— BEGIN Data supplied —
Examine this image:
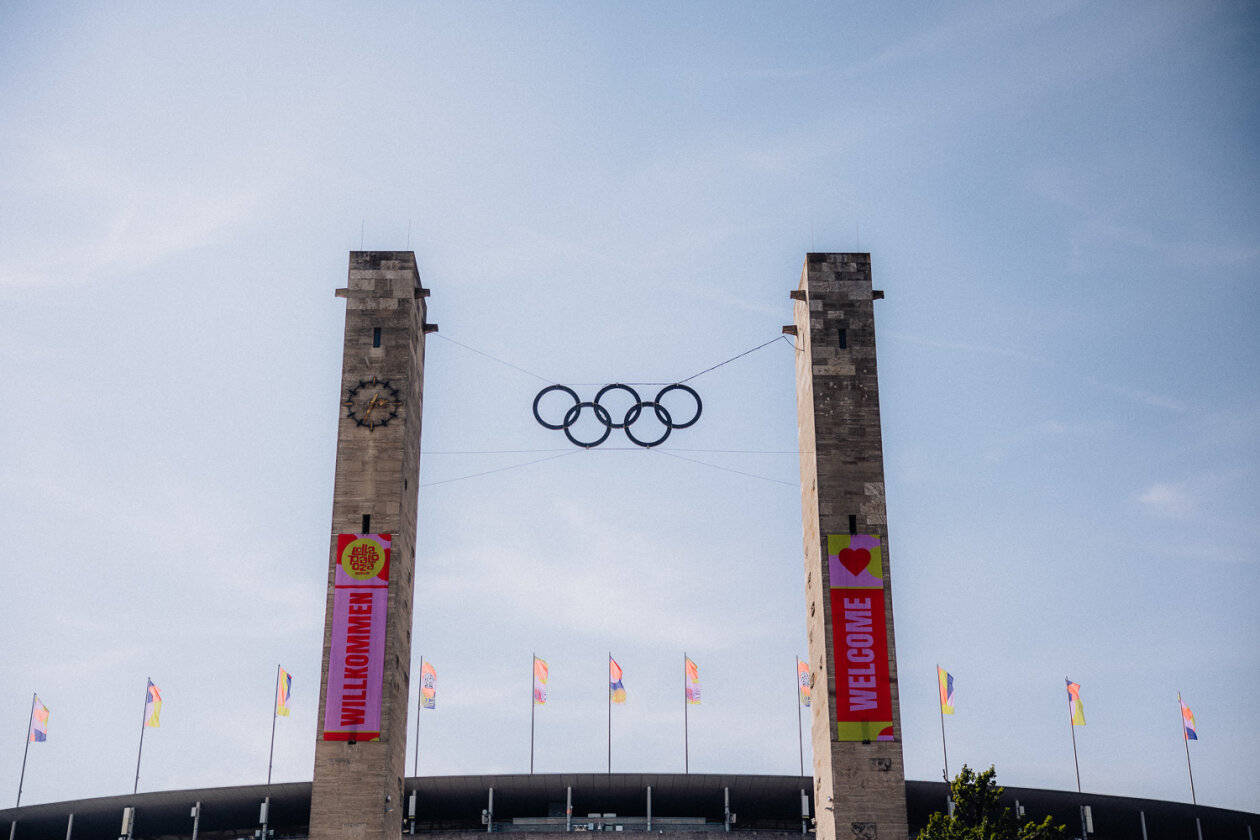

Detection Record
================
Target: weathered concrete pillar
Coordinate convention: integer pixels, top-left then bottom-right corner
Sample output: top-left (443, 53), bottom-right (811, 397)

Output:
— END Data supplied —
(What is expected) Rewrite the material with "pillar" swapped for "column" and everything else kept the same. Leave the pictures out.

(Solved exercise)
Examine this image:

Detection Record
================
Target: weathered concrete column
Coordinate convention: integer pixels, top-left then bottom-right corner
Sample output: top-left (443, 53), bottom-right (811, 397)

Output:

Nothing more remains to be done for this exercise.